Donald Trump (links) und Joe Biden (rechts) auf einem Fernsehbildschirm. Davor ein Mann mit Cowboyhut von hinten, ganz links eine US-Flagge.
Die TV-Debatte gegen Donald Trump (links) wurde für Joe Biden (rechts) zum Debakel.
AP/Ross D. Franklin

Die vermutlich längsten 90 Minuten seines politischen Lebens waren endlich vorbei, als Joe Biden kurz vor Mitternacht am amerikanischen Donnerstagabend bei einer Watch-Party der Demokraten in Atlanta auftauchte. Unzählige Handys wurden hochgereckt. "Four more years!", (Vier weitere Jahre) skandierte die Menge. Für einen Augenblick schien die Welt noch in Ordnung zu sein.

Dann ergriff Bidens Frau Jill das Wort: "Joe, Du hast so einen tollen Job gemacht", schwärmte sie und setzte hinzu: "Du hast jede Frage beantwortet." Es sollte ein verstärkendes Lob sein. Aber unfreiwillig verdeutlichte die aufmunternde Bemerkung der gelernten Lehrerin das bedrückende Ausmaß des Desasters.
+++++
- Schriftliche Anweisung: Führe den Text über Joe Bidens TV-Debatte gegen Donald Trump fort und knüpf dabei direkt an den letzten Satz an.

- Vorliegendes Material:
+++++
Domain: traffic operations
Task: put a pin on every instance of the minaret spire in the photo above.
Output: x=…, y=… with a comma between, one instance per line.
+++++
- Als Antwort:
Anderswo schlugen sie zu dieser Zeit schon die Hände über dem Kopf zusammen über einen desaströsen Auftritt des Präsidenten, der im ersten TV-Duell des Wahlkampfs von seinem Kontrahenten Donald Trump regelrecht niedergewalzt worden war. Der 81-Jährige wirkte während der Debatte wächsern und apathisch. Er nuschelte und verhaspelte sich. Und er schaffte es nicht einmal, seine wenigen in den Tagen zuvor auf dem Landgut Camp David mühsam einstudierten Kernbotschaften unfallfrei herüberzubringen.

"Kein guter Abend"

"Es gibt keine Zweifel: Das war kein guter Abend für Joe Biden", urteilte seine langjährige loyale Ex-Kommunikationsdirektorin Kate Bedingfield nüchtern. Während die Experten bei den großen US-Fernsehsendern spürbar geschockt nach Erklärungen suchten, gingen die Menschen von der Biden-Kampagne im sogenannten Spin-Room des Senders CNN, wo namhafte Vertreter beider Parteien versuchen, den Journalisten ihre Sichtweise nahezubringen, zunächst auf Tauchstation. Während sich überall bestgelaunte Republikaner zeigten, dauerte es eine Viertelstunde bis zur Ankunft der ersten prominenten Demokraten.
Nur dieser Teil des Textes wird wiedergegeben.